- Set task
Copy the records below word for word, beginning at the line that contains "[locate] fuel tank" and ending after the line that contains "<point>580,431</point>".

────────

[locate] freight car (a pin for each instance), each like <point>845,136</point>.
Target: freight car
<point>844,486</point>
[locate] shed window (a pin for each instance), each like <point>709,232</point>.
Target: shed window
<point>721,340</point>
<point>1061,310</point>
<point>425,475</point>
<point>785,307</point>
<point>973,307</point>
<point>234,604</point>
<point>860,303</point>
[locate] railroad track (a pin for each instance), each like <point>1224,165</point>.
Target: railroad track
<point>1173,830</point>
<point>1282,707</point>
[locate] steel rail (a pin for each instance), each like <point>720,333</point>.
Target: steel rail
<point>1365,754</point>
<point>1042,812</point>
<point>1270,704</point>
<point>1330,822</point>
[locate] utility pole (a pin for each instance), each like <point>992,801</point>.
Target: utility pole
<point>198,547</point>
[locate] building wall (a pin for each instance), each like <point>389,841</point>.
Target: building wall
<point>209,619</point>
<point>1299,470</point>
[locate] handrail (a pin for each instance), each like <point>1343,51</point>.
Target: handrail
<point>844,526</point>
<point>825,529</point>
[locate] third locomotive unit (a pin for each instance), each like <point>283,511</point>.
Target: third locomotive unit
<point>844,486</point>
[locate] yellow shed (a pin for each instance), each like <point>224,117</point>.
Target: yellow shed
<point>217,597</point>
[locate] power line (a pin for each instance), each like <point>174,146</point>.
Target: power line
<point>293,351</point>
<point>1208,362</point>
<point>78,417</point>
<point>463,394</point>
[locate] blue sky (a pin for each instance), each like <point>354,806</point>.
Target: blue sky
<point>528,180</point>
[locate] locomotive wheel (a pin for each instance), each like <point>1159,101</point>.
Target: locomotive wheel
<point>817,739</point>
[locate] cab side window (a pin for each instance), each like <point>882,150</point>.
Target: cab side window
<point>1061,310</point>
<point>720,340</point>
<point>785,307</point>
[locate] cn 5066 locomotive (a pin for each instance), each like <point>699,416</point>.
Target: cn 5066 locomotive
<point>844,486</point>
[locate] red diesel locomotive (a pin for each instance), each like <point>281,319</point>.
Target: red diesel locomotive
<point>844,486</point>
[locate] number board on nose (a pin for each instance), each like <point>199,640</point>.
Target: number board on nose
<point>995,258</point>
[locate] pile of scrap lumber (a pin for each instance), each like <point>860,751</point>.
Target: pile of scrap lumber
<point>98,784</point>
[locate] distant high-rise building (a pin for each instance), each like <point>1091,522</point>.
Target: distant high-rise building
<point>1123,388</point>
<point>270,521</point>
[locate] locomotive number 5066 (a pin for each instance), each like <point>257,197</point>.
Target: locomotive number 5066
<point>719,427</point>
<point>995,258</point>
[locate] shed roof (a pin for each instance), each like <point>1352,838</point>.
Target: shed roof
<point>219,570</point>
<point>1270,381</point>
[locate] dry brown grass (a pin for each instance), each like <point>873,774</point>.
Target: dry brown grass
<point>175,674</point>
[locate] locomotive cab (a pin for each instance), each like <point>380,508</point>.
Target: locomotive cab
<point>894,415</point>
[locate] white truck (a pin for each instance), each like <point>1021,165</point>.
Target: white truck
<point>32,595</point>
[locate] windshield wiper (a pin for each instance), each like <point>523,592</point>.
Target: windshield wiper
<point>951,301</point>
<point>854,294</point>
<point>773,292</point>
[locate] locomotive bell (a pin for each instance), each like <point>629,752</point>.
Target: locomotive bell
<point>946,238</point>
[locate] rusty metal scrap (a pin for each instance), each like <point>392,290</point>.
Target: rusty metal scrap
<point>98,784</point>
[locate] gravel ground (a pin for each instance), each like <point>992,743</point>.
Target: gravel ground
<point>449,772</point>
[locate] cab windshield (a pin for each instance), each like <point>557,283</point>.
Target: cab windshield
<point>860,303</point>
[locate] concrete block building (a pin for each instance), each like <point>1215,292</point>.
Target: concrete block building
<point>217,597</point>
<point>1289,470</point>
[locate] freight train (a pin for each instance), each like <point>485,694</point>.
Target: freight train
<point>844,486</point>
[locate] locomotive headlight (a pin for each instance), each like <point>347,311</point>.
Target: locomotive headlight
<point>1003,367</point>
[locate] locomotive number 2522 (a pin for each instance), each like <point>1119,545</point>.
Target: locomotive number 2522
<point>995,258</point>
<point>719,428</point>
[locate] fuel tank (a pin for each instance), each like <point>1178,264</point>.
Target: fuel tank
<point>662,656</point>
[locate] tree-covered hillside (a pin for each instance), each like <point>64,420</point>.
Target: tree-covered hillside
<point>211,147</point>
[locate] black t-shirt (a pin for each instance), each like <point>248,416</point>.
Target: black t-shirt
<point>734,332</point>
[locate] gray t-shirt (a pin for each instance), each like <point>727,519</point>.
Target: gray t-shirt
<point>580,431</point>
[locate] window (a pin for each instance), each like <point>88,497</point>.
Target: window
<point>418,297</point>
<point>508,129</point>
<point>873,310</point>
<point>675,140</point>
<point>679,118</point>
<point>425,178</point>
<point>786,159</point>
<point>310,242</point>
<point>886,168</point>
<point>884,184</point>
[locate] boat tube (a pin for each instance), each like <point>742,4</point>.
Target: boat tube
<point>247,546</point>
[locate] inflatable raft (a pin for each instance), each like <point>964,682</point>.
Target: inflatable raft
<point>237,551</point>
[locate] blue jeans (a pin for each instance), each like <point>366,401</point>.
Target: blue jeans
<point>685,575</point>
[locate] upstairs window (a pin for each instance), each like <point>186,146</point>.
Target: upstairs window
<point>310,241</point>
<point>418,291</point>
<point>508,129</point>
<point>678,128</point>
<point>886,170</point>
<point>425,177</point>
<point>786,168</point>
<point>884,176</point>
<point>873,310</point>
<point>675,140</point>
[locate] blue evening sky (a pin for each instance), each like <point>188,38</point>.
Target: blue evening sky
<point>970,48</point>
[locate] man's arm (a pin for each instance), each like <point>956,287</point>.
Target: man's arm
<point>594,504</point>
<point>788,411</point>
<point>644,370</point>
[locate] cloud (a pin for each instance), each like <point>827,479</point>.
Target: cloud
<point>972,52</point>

────────

- Written reply
[locate] fuel tank (a pin for each instance), each like <point>1178,264</point>.
Target: fuel tank
<point>662,656</point>
[locate] tree-covered hillside (a pin for each instance), each like <point>64,420</point>.
Target: tree-covered hillside
<point>211,147</point>
[locate] black t-shirt (a pin for each instance), each like <point>248,416</point>.
Target: black t-shirt
<point>734,332</point>
[locate] gray t-shirt (a pin for each instance), each like <point>727,519</point>.
Target: gray t-shirt
<point>580,431</point>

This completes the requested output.